_WHAT YOU NEED TO DO_: Present every line of the listing below as a numbered list, skipping any blank lines. Leave the pictures out of your answer.

+---+

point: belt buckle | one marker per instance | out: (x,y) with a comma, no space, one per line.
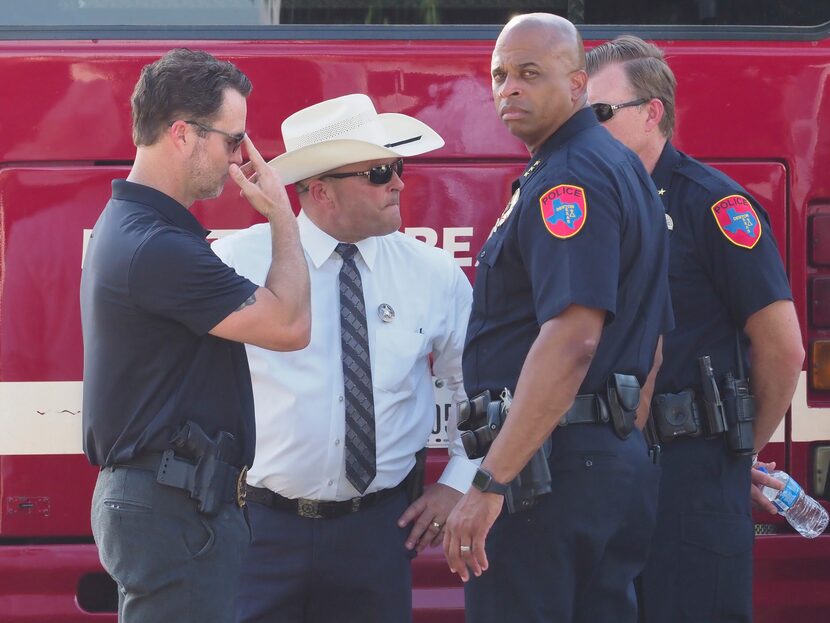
(241,487)
(308,508)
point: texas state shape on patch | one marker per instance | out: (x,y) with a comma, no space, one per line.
(564,209)
(738,220)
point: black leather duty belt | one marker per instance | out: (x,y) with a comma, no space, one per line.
(231,490)
(316,509)
(586,409)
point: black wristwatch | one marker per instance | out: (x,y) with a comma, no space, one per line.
(484,482)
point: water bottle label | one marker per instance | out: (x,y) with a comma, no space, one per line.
(787,497)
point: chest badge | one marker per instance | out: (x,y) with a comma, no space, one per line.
(506,213)
(738,221)
(564,210)
(385,312)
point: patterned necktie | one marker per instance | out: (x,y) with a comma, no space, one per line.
(357,374)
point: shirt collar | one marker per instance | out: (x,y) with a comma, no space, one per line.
(320,246)
(581,120)
(167,207)
(664,169)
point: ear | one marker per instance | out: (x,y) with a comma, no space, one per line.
(177,133)
(579,84)
(320,192)
(655,111)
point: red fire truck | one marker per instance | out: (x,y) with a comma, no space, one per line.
(754,101)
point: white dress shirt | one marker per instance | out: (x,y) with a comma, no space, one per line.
(298,396)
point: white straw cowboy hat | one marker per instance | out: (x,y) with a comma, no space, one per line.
(345,130)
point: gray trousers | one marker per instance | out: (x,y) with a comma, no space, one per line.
(170,562)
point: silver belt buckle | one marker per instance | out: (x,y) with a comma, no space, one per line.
(308,508)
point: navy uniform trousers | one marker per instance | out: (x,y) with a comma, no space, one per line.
(575,555)
(701,566)
(171,563)
(349,569)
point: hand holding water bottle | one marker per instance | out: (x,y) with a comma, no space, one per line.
(803,513)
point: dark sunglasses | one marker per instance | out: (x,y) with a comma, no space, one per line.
(234,140)
(604,112)
(379,175)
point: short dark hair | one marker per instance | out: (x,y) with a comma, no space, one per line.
(646,68)
(182,83)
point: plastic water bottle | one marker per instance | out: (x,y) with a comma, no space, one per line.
(803,512)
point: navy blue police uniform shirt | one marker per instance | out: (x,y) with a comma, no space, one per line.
(724,266)
(584,227)
(151,289)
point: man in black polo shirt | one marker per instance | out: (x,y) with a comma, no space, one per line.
(168,410)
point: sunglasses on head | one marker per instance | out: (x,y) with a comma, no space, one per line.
(604,112)
(234,141)
(379,175)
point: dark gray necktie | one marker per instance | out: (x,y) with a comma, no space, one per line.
(357,374)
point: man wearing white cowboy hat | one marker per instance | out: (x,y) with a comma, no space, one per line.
(340,422)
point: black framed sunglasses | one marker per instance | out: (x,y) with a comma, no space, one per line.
(379,175)
(234,140)
(604,112)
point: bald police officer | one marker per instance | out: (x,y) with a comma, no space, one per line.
(727,284)
(570,298)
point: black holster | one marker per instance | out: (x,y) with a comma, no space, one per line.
(415,478)
(533,481)
(739,408)
(479,421)
(623,400)
(197,465)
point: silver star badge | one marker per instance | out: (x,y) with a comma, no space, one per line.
(385,312)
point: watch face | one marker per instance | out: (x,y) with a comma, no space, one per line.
(481,480)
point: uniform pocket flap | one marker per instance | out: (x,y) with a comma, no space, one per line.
(725,535)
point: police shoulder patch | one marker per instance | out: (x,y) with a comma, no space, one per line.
(564,210)
(737,220)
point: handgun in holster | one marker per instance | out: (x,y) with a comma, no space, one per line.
(479,421)
(415,478)
(623,394)
(713,412)
(199,465)
(739,405)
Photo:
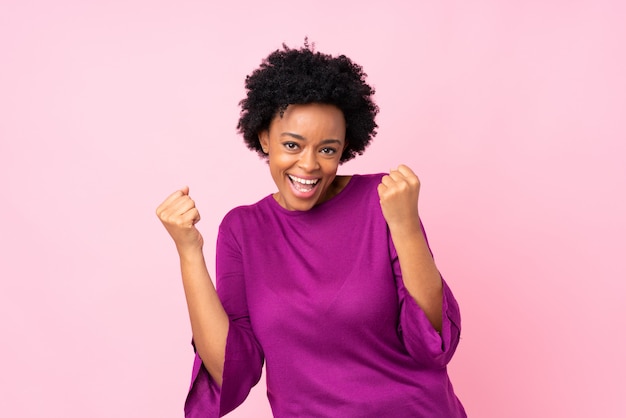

+---+

_FINAL RESULT_:
1. point: belt buckle | one marker per instance | out: (x,y) with a comma, no space, one per line.
2. (241,487)
3. (308,508)
4. point: texas state shape on patch | one marker per instance | out: (x,y) with a comma, no space, one per line.
5. (564,209)
6. (738,220)
7. point: black leather duty belt | one marker per instance | out: (x,y) with a comma, no space, one per line.
8. (231,490)
9. (316,509)
10. (586,409)
11. point: black wristwatch | one marker per instance | out: (x,y) with a comma, no space, one per line.
12. (484,482)
13. point: water bottle label | one marker per instance | out: (x,y) with a comma, no space, one per line.
14. (787,497)
15. point: chest badge | one marker per instance | out: (x,y) with a comma, no space, one per line.
16. (506,213)
17. (738,221)
18. (564,210)
19. (385,312)
20. point: patterned necktie | one marker per instance | out: (x,y) with a comma, no space, one per line.
21. (357,374)
22. point: shirt collar | one marker per instance | out: (x,y) with a comma, no space, one per line.
23. (320,246)
24. (581,120)
25. (167,207)
26. (664,169)
27. point: ear | one marker per instance | out: (x,y) with a comma, no space, one per line.
28. (177,133)
29. (579,84)
30. (320,192)
31. (655,111)
32. point: red fire truck | one marker per instance | out: (x,y) with a comma, no space, one per line.
33. (754,101)
34. point: white dress shirt | one marker per instance | out: (x,y) with a comma, no space, one per line.
35. (298,396)
36. point: white straw cowboy hat | one marker per instance | out: (x,y) with a comma, no space, one per line.
37. (345,130)
38. point: gray trousers | one marker per instance | out: (x,y) with a comma, no space, one per line.
39. (170,562)
40. point: silver belt buckle | one marker per instance | out: (x,y) with a comma, no space, one per line.
41. (308,508)
42. point: navy uniform trousers | one marker per instance | out: (x,y) with a comma, no space, one per line.
43. (575,555)
44. (701,566)
45. (171,563)
46. (349,569)
47. point: hand holding water bottle | one marker per instance | out: (x,y) with a comma, no space, one per line.
48. (803,513)
49. point: dark sunglasses | one marker per instance | out: (x,y) with a comma, no space, one per line.
50. (234,140)
51. (604,112)
52. (379,175)
53. point: short dark hair | one marker per instance | out: (x,y) with a comma, no space, one per line.
54. (646,68)
55. (182,83)
56. point: plastic water bottle | one marker per instance | out: (x,y) with a comma, no space, one per line.
57. (803,512)
58. point: navy blue police uniform shirt | one marker per instance | out: (x,y) with a comma, no space, one per line.
59. (724,266)
60. (584,227)
61. (151,289)
62. point: man in black polo shirt | one marker per instance | out: (x,y) with a comma, no space, one per line.
63. (168,410)
64. point: sunglasses on head | one marker per instance | out: (x,y) with a comma, no space, one per line.
65. (604,112)
66. (234,141)
67. (379,175)
68. point: dark gray necktie | one marker per instance | out: (x,y) with a comma, no space, one per line.
69. (357,374)
70. point: man wearing white cowboy hat | one marker per instance | out: (x,y) with a comma, no space, one per line.
71. (340,422)
72. point: black framed sunglasses | one marker per instance | out: (x,y) with a comma, no space, one per line.
73. (379,175)
74. (234,140)
75. (604,112)
76. point: bald police officer | one marker per instance | out: (x,y) with a comma, no space, one per line.
77. (727,284)
78. (570,298)
79. point: black holster | one marker per instance | out: (x,y) with a comma, no space, one per line.
80. (415,478)
81. (533,481)
82. (739,408)
83. (479,421)
84. (623,400)
85. (197,465)
86. point: silver star badge | one marker per instance | out: (x,y) with a comma, no space, one per line.
87. (385,312)
88. point: watch face | one marker per instance | out: (x,y) with a comma, no space, one per line.
89. (481,480)
90. point: uniform pocket flap | one marker per instance | out: (x,y) with a comma, no space, one per line.
91. (725,535)
92. point: police shoulder patch | one marker per instance | out: (x,y) with a comma, no space, one per line.
93. (564,210)
94. (737,220)
95. point: handgun in holster | one marker per instance | out: (x,y) with a comma, no space, one per line.
96. (479,421)
97. (415,478)
98. (623,394)
99. (713,412)
100. (199,465)
101. (739,405)
102. Photo:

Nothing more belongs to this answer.